▸ Data provided
════

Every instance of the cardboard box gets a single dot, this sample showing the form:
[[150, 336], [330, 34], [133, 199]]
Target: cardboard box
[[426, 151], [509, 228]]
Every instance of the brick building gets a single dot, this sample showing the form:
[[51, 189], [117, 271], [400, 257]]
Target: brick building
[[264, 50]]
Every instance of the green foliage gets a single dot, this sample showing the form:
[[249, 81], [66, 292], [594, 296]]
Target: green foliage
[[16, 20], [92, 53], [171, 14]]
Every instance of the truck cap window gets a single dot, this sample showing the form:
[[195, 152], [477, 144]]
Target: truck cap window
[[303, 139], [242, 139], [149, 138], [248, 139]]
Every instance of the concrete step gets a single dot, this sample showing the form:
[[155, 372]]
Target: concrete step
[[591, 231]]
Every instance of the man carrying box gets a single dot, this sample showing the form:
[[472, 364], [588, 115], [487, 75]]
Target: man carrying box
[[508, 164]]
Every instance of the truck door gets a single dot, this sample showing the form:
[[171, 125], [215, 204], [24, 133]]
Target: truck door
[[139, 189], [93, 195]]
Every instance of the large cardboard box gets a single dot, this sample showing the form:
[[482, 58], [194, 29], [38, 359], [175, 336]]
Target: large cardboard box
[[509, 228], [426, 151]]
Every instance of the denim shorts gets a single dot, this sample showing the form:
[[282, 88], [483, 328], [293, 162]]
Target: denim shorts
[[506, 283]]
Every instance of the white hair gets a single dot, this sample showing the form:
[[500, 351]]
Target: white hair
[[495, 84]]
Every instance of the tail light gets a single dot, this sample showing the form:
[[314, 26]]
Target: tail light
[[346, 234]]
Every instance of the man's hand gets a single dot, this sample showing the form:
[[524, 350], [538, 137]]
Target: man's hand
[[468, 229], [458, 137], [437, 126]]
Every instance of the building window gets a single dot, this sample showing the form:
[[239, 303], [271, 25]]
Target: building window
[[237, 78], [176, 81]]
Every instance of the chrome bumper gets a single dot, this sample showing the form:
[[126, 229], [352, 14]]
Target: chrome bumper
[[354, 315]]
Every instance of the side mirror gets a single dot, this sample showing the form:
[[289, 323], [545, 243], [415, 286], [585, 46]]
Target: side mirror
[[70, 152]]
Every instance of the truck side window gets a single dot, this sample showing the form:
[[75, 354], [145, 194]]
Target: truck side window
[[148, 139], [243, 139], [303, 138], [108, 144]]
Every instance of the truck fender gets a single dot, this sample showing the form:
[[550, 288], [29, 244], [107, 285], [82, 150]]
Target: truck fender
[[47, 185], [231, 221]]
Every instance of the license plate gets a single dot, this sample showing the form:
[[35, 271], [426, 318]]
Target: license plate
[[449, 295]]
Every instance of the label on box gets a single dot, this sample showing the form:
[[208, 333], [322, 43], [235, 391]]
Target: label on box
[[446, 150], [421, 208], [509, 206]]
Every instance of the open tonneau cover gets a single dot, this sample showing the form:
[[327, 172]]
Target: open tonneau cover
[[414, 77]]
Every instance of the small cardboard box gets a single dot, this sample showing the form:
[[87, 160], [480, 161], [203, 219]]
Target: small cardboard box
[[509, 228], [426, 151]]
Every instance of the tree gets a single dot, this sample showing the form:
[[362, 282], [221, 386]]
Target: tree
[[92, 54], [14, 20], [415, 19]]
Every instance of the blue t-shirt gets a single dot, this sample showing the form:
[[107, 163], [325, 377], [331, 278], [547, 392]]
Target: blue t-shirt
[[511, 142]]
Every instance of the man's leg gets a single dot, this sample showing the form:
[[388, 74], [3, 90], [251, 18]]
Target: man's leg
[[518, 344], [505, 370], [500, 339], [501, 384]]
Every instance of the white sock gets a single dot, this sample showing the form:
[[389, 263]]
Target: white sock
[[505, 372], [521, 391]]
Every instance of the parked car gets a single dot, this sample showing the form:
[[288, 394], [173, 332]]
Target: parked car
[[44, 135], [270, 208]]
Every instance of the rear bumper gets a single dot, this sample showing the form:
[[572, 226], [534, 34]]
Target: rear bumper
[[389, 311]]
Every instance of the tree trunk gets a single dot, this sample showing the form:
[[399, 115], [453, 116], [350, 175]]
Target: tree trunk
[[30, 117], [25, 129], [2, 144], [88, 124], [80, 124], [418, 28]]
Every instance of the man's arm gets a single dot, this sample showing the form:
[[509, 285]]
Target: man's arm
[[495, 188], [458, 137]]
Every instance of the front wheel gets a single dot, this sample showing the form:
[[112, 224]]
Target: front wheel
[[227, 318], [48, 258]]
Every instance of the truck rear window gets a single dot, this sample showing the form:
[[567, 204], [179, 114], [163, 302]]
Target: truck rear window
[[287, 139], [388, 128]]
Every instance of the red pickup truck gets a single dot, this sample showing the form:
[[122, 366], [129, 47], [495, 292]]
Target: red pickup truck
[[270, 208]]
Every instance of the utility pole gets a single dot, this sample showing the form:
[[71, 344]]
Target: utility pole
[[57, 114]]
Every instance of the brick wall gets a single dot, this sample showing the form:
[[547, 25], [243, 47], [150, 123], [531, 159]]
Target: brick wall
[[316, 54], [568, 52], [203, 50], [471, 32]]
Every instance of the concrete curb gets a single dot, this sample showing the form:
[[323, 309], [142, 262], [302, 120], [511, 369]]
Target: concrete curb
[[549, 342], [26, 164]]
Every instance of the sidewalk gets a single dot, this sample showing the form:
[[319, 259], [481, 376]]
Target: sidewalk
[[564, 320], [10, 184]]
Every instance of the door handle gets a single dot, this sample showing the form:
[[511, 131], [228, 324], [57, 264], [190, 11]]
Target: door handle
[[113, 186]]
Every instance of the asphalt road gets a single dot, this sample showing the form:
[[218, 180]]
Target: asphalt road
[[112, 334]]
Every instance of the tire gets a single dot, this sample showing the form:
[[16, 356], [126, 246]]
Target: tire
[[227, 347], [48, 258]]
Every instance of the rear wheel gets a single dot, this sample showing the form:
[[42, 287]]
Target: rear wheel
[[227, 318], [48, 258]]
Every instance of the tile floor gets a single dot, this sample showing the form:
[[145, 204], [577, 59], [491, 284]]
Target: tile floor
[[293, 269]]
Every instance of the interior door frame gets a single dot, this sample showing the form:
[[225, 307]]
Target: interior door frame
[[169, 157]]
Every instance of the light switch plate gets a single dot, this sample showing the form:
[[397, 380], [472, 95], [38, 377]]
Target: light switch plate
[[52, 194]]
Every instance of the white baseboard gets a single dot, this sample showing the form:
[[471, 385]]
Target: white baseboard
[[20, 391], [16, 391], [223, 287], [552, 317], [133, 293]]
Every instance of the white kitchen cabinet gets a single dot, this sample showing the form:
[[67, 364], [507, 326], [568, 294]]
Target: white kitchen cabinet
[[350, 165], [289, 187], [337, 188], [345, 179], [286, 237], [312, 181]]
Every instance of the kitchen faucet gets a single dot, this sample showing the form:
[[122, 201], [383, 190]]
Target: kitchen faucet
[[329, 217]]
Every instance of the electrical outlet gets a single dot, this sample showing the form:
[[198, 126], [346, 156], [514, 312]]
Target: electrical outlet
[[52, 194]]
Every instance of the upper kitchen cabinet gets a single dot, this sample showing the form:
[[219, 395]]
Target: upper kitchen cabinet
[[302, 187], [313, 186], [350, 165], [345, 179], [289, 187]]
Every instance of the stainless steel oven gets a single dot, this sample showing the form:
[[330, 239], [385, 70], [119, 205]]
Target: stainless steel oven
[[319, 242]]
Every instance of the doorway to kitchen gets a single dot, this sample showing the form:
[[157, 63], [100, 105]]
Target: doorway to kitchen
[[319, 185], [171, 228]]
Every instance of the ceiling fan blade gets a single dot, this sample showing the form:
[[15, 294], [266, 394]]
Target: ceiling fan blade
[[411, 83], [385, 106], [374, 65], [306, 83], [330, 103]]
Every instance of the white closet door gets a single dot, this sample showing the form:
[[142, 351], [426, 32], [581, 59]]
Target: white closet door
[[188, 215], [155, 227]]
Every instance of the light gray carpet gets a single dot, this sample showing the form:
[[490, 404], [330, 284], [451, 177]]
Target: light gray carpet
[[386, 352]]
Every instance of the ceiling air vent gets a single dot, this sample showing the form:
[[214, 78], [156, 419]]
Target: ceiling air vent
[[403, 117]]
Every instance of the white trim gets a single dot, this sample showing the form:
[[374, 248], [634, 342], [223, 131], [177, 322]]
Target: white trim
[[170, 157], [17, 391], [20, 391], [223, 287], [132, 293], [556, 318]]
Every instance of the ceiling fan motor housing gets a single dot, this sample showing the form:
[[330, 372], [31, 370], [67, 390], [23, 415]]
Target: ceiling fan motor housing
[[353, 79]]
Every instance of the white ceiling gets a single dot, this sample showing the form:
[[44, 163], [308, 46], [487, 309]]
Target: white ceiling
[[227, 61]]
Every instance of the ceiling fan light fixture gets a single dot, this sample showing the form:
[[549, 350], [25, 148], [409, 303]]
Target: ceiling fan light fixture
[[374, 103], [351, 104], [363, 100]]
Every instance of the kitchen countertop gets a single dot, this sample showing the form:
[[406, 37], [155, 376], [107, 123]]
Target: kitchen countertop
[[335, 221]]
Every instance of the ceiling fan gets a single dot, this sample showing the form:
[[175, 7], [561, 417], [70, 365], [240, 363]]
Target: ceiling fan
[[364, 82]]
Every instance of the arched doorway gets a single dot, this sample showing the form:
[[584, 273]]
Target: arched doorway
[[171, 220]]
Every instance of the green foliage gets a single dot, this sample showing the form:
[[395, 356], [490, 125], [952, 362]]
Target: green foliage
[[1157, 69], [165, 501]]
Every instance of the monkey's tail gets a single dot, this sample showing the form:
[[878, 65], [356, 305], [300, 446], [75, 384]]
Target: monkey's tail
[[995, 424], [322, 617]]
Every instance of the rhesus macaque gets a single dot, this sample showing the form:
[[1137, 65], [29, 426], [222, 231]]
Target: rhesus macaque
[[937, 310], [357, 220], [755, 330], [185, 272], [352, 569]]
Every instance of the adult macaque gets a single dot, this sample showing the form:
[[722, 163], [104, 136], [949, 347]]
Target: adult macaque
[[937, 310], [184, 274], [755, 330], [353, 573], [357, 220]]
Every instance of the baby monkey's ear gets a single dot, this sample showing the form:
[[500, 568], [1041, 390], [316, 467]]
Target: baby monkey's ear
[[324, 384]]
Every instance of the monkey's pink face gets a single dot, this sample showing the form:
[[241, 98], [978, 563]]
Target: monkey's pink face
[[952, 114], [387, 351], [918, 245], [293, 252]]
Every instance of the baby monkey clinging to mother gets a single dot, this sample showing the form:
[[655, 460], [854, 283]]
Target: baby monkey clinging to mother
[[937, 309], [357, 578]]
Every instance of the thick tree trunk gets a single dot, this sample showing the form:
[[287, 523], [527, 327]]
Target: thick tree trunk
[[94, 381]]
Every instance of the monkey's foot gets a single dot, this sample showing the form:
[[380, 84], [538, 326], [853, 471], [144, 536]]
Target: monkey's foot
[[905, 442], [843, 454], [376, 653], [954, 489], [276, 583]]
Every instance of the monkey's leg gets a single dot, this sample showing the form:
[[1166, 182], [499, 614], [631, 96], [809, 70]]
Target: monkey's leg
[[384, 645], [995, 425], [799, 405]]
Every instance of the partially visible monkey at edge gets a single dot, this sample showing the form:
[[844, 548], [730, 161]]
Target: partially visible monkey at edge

════

▸ Requirement
Substitute "single point" for "single dot" in the part of the data that opens with the line containing "Every instance of the ceiling fan light" and closes with the line containing "[[335, 221]]", and reproduce only that part with nothing else changed.

▸ Task solution
Every instance of the ceiling fan light fixture gets a single point, this sample showing the form:
[[549, 350], [25, 148], [409, 303]]
Target: ceiling fan light fixture
[[374, 103], [351, 104], [363, 100]]
Every instance of the kitchen countertop gets a single point, this sample showing the form:
[[406, 37], [155, 376], [107, 123]]
Target: kitchen countertop
[[335, 221]]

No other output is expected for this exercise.